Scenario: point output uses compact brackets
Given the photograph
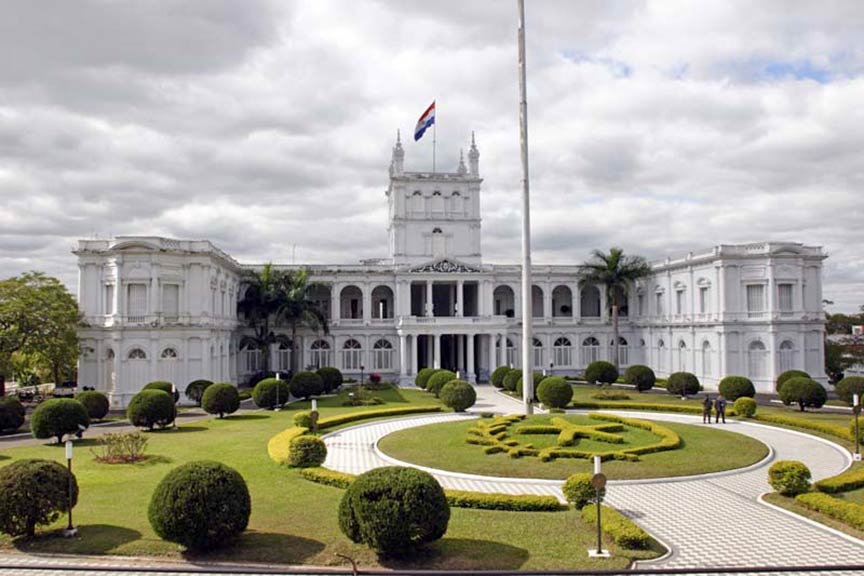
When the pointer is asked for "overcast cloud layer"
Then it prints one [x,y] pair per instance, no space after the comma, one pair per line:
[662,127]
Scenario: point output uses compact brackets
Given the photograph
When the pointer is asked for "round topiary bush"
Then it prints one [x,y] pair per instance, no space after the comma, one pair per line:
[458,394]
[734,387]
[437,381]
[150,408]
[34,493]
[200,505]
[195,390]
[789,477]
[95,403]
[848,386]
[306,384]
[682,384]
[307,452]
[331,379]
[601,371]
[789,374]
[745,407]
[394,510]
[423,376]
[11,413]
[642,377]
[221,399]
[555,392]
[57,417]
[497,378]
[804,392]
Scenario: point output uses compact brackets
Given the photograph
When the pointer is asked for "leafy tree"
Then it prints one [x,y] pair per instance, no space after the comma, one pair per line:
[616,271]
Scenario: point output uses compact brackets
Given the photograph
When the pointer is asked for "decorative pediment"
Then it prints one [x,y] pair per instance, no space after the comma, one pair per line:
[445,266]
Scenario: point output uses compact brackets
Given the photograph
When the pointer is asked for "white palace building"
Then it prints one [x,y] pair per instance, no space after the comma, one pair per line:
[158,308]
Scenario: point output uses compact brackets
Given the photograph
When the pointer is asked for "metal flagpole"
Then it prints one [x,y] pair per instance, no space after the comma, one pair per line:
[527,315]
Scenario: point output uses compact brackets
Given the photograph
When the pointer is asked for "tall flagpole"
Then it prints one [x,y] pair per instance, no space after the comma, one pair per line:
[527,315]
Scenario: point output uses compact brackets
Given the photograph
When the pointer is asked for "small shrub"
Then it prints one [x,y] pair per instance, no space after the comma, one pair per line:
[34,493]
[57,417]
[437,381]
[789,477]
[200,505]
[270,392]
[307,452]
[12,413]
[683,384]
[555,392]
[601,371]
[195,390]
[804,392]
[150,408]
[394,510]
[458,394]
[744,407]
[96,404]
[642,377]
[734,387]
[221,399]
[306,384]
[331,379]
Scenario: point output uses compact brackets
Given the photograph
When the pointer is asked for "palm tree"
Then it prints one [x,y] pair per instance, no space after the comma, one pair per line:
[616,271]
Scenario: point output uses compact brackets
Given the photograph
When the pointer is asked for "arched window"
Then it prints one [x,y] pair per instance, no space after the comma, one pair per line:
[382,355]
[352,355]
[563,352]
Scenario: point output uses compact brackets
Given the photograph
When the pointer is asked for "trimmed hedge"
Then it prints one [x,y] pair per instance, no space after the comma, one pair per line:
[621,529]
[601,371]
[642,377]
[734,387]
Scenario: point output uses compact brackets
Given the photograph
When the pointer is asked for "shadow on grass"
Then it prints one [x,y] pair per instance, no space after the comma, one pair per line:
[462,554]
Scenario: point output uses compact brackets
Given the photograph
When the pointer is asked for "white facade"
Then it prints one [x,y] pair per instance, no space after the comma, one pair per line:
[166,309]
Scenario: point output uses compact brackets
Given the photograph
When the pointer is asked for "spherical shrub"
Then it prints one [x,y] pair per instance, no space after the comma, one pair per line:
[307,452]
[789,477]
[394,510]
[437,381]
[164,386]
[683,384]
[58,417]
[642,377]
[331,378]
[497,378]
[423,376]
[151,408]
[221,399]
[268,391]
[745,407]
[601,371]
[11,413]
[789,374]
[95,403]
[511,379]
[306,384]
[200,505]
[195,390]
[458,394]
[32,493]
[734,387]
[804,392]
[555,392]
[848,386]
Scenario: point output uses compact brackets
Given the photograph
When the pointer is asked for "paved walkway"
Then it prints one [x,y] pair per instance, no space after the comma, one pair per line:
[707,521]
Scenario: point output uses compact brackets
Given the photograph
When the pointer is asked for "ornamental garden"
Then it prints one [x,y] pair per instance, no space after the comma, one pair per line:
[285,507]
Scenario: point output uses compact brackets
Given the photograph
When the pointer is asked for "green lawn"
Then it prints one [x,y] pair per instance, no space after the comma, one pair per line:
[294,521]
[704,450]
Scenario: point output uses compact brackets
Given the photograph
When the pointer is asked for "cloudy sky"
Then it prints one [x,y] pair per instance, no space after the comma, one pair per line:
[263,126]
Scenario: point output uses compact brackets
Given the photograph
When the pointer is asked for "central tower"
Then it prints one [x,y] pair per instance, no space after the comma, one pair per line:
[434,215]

*Brief:*
Write the records above out again exactly, with no pictures in your copy.

*Result of this task:*
Scenario: point output uses compact brackets
Given the photograph
When the pointer is asked for "overcast cloud layer"
Then it prints one [x,y] pair per instance, no space after the comma, one pair per line:
[662,127]
Scenario: point output uses compact brackets
Given the photograph
When the pointer is asked for "round topiary bush"
Then it prints one [x,y] pair per instance, no space after the comma, one pair per line:
[458,394]
[734,387]
[437,381]
[150,408]
[34,493]
[200,505]
[195,390]
[789,477]
[95,403]
[848,386]
[306,384]
[682,384]
[307,452]
[331,379]
[601,371]
[789,374]
[745,407]
[394,510]
[423,376]
[11,413]
[642,377]
[221,399]
[555,392]
[57,417]
[497,378]
[804,392]
Scenario: point output uses compact brackets
Given the photograph
When the pointer is asked for "leafy tree"
Then it prints one [x,y] pair per instance, no space after the comma, one pair per line:
[616,271]
Scenario: point output uses compact brackets
Given the photograph
When the pointer is asked for "decorative pediment"
Then it prints one [x,y] pair per instance, no space after the comma, one pair per line:
[445,266]
Scenario: point output uses compact brackets
Given the photograph
When the pointer is asked for "white palace building"
Then it prints one [x,y] pair per instance, no space after the comma, one pair per line:
[158,308]
Scenario: point output uses compact brackets
Given the photograph
When the pointer is asked for "metal flagpole"
Then it prints one [x,y] pair per instance, no space after the comma, one pair per line:
[527,315]
Scenario: point output uses compact brackets
Given the photograph
When the pointer is asked for "tall flagpole"
Then it prints one [x,y] pair per instance, no space after the comma, one pair per line:
[527,315]
Scenario: point output uses compact brackets
Given the photograph
When the pointer is asked for "small shrub"
Then it prints one [x,y] pair per instance, no space after the comma, one pair per line:
[34,493]
[57,417]
[437,381]
[789,477]
[200,505]
[270,392]
[307,452]
[12,413]
[683,384]
[555,392]
[601,371]
[195,390]
[804,392]
[150,408]
[394,510]
[458,394]
[744,407]
[96,404]
[642,377]
[734,387]
[221,399]
[306,384]
[331,379]
Scenario: point output uses compact brackets
Given the photograph
When the pointer is asked for "palm tree"
Then it prints one [x,y] pair per instance, no space after the comma, one pair per line:
[616,271]
Scenario: point output uses compact brackets
Given the photograph
When the pointer is asked for "arched window"
Then it prints one [x,y] pair per instance, no space after the comma, one pair per line:
[382,355]
[352,355]
[563,352]
Scenario: point output uses compact brackets
Given the photograph
When the pointer is asked for "trimmed hedge"
Then it prints one [x,y] pair per instance, no space after the comma, one pair per line:
[621,529]
[601,371]
[642,377]
[734,387]
Scenario: point output uses compact brackets
Given the photograph
When the pointer is asked for "shadow on grass"
Then it prints one [x,y] pair per instance, no space after the comma, one pair per line:
[462,554]
Scenario: point output uses compact brackets
Given the photograph
When the pointer is asked for "white facade"
Then it prints one [x,y] pair per instance, no space after the comma, one pair per line:
[166,309]
Scenario: point output uses compact brackets
Given the photograph
When the pointer is asked for "spherical shrub"
Then it prints one [x,y] pair per instance, no space after the comma, one pair per line:
[307,452]
[789,477]
[394,510]
[437,381]
[164,386]
[683,384]
[58,417]
[642,377]
[331,378]
[497,378]
[423,376]
[151,408]
[221,399]
[268,391]
[745,407]
[601,371]
[11,413]
[789,374]
[95,403]
[511,379]
[306,384]
[200,505]
[195,390]
[458,394]
[32,493]
[734,387]
[804,392]
[555,392]
[848,386]
Scenario: point output uses compact brackets
Given the photograph
When the pointer is asked for "paved walkway"
Then it prints one [x,y] pair per instance, no space after the comma, one pair per line:
[707,521]
Scenario: point output uses compact brackets
Given the photograph
When the pointer is asked for "ornamental garden"
Then it prints one [x,y] pair per instance, no space after the comma, one pair per line:
[285,507]
Scenario: point output uses compact brackets
Given the photograph
When the pointer is asked for "green lawn"
Then it prints one [x,y] pair per instance, no space after the comma, one pair per line:
[294,521]
[704,450]
Scenario: point output uses compact brackets
Given the photograph
When the pointer is asked for "cloudy sky"
Then it prints one [x,y] pair per instance, no space after the comma, one pair per line:
[263,126]
Scenario: point output uses compact brackets
Given the photograph
When the pointer is asked for "central tower"
Then it prints one [x,y] pair per instance, no space after the comma, one pair per line:
[434,215]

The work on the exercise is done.